The problem
Copy every line of the material below verbatim, changing no character.

Provided data
......

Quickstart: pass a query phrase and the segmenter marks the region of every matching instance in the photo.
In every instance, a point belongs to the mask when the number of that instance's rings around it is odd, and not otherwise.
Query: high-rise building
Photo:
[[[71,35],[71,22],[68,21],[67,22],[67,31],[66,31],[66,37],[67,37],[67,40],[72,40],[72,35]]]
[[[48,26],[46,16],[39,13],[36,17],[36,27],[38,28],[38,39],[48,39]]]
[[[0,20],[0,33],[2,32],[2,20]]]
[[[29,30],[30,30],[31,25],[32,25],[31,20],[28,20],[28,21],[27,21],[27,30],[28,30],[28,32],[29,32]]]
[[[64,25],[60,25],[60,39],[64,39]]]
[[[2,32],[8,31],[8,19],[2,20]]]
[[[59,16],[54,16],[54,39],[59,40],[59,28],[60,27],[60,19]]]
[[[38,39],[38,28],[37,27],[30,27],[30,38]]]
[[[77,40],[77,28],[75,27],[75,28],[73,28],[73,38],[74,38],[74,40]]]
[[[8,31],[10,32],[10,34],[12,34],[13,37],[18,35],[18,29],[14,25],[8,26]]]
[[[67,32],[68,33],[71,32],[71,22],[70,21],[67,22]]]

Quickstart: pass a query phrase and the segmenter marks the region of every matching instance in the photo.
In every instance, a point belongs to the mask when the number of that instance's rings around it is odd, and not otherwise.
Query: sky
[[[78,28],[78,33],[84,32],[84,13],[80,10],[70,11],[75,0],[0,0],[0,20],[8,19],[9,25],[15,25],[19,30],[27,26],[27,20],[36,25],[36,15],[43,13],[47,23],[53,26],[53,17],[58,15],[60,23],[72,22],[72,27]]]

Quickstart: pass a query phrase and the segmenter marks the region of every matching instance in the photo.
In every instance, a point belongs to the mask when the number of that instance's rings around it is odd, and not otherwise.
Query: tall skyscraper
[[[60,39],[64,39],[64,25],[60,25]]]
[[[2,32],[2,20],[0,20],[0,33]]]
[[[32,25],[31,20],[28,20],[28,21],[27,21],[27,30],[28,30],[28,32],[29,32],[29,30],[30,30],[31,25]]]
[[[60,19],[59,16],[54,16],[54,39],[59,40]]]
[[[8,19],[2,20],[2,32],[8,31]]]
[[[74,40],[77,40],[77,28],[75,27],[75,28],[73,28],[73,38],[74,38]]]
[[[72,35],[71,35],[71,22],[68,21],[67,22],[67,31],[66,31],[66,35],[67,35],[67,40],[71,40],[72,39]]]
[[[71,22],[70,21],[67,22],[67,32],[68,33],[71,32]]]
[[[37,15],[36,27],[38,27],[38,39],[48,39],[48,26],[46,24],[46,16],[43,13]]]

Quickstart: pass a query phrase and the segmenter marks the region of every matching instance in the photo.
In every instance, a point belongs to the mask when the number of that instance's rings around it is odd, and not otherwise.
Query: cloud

......

Final result
Quickstart: pass a query phrase and the segmenter marks the region of every matching instance in the photo.
In every instance, a point belongs to the mask when the number of that instance's rings around it is odd, and not otherwise.
Query: high-rise building
Photo:
[[[71,35],[71,22],[68,21],[67,22],[67,31],[66,31],[66,37],[67,37],[67,40],[72,40],[72,35]]]
[[[48,26],[46,16],[39,13],[36,17],[36,27],[38,28],[38,39],[48,39]]]
[[[0,20],[0,33],[2,32],[2,20]]]
[[[29,30],[30,30],[31,25],[32,25],[31,20],[28,20],[28,21],[27,21],[27,30],[28,30],[28,32],[29,32]]]
[[[64,25],[60,25],[60,39],[64,39]]]
[[[2,32],[8,31],[8,19],[2,20]]]
[[[59,16],[54,16],[54,39],[59,40],[59,28],[60,27],[60,19]]]
[[[38,39],[38,28],[37,27],[30,27],[30,38]]]
[[[77,40],[77,28],[75,27],[75,28],[73,28],[73,38],[74,38],[74,40]]]
[[[8,31],[10,32],[10,34],[12,34],[13,37],[18,35],[18,29],[14,25],[8,26]]]
[[[67,32],[68,33],[71,32],[71,22],[70,21],[67,22]]]

Quickstart: pass a query phrase and the segmenter marks the region of every matching instance in the photo.
In every instance, a point belongs to the mask when the number of that instance's rings around it is odd, and not otherwise.
Query: sky
[[[78,28],[78,33],[84,32],[84,13],[80,10],[70,11],[75,0],[0,0],[0,20],[8,19],[9,25],[15,25],[19,30],[27,26],[27,20],[36,25],[36,15],[43,13],[47,23],[53,26],[53,17],[58,15],[60,23],[72,22],[72,27]]]

Quickstart: pass a query phrase and the segmenter marks the region of every matching instance in the photo.
In every instance, a point belongs to the mask when the number of that instance's rings around it is odd, and not otherwise.
Query: tall skyscraper
[[[60,39],[64,39],[64,25],[60,25]]]
[[[2,32],[2,20],[0,20],[0,33]]]
[[[32,25],[31,20],[28,20],[28,21],[27,21],[27,30],[28,30],[28,32],[29,32],[29,30],[30,30],[31,25]]]
[[[60,19],[59,16],[54,16],[54,39],[59,40]]]
[[[8,19],[2,20],[2,32],[8,31]]]
[[[74,40],[77,40],[77,28],[75,27],[75,28],[73,28],[73,38],[74,38]]]
[[[72,35],[71,35],[71,22],[68,21],[67,22],[67,31],[66,31],[66,35],[67,35],[67,40],[71,40],[72,39]]]
[[[71,22],[70,21],[67,22],[67,32],[68,33],[71,32]]]
[[[37,15],[36,27],[38,27],[38,39],[48,39],[48,26],[46,24],[46,16],[43,13]]]

Quickstart: pass a query phrase and the segmenter marks the region of every matching instance in the photo.
In every instance, a point belongs to the mask when the number of that instance's rings around it is odd, and not otherwise.
Query: cloud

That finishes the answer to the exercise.